═════ Excerpt provided ═════
NEW YORK (GenomeWeb News) – If the US Congress is unable to reach an agreement that gains the approval of President Barack Obama to avoid deep and wide federal budget cuts that are scheduled to take effect in January 2013, the National Institutes of Health will face an 8.2 percent budget reduction, according to the most recent analysis from the White House.
A new report from the Office of Management and Budget has raised the projected size of the cut from NIH's previous projection of a 7.8 percent funding cut. Overall, the sequestration plan must reduce federal discretionary spending by $984 billion over nine years.
According to OMB's new projections, which it released on Friday, the reduction of 8.2 percent from this year's $30.7 billion budget at NIH would result in a $2.52 billion decline in funding at the agency.
Such a cut — at either of the two estimated levels — would have a sharp and immediate effect at NIH, as NIH Director Francis Collins testified to a Senate subcommittee earlier this year.
Collins told the subcommittee in March that a 7.8 percent cut would result in a reduction of $2.4 billion from the budget, and it would mean that the agency would award 2,300 fewer grants in the next fiscal year.
"That represents almost a quarter of our new and competing grants," he told the subcommittee. "That would result in success rates of our applicants who come in with new applications or competing ones falling to historically low levels. It would be devastating to investigators seeking to continue programs that they have had funded in the past and are back for their competing renewal, or who are starting things that are entirely new."
═════
--- To do ---
In the report on NIH budget cuts, how much funding would NIH lose under the 8.2 percent reduction? The material that comes next is from a different source.
═════ Study material ═════
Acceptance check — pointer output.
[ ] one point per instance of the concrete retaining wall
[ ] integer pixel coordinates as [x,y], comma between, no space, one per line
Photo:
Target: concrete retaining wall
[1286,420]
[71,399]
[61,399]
═════
--- Answer for this exercise ---
$2.52 billion